◆ AIM OF THE EXERCISE ◆
Copy every line below where the string "target" is found.

= Beginning of Section =

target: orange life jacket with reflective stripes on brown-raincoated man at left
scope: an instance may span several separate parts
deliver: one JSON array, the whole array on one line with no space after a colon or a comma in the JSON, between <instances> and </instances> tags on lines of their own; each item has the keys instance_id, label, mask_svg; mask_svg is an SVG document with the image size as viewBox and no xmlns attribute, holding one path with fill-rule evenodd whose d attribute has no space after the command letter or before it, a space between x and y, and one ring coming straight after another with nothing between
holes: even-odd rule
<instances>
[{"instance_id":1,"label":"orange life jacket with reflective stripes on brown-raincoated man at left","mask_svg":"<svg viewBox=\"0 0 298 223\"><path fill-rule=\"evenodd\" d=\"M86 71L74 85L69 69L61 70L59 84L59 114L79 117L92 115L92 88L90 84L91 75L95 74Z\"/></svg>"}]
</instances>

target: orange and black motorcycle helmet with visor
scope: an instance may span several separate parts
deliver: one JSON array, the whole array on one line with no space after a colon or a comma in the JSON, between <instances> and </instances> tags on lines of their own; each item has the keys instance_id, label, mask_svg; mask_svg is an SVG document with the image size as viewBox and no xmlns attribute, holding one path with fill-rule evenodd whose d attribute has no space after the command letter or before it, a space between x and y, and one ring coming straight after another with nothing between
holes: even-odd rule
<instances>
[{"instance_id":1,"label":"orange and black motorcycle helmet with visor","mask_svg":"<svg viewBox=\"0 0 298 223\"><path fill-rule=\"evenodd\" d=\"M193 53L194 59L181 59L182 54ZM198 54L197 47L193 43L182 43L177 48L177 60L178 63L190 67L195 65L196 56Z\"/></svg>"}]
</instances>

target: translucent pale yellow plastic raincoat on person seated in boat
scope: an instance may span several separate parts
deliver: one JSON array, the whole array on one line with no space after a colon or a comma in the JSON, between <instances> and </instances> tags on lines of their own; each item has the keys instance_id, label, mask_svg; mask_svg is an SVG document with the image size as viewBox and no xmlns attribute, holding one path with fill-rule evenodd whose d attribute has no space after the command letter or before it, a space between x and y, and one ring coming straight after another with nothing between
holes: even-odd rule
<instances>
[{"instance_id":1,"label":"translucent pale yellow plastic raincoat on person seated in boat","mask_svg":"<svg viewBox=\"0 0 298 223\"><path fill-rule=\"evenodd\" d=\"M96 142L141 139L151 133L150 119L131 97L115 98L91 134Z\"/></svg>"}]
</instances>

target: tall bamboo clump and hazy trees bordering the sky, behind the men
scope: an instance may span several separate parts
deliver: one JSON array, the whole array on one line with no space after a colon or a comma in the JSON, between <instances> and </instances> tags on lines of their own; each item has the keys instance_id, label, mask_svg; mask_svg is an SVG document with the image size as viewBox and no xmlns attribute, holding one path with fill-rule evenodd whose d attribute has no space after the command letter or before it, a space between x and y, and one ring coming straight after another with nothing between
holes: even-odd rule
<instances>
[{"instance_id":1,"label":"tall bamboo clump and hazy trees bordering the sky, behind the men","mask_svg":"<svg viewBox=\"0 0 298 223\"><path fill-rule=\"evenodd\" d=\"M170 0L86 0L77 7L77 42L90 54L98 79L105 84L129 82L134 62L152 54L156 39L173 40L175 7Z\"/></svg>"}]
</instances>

= End of Section =

◆ EXERCISE SOLUTION ◆
target: orange life jacket with reflective stripes on brown-raincoated man at left
target: orange and black motorcycle helmet with visor
target: translucent pale yellow plastic raincoat on person seated in boat
target: tall bamboo clump and hazy trees bordering the sky, behind the men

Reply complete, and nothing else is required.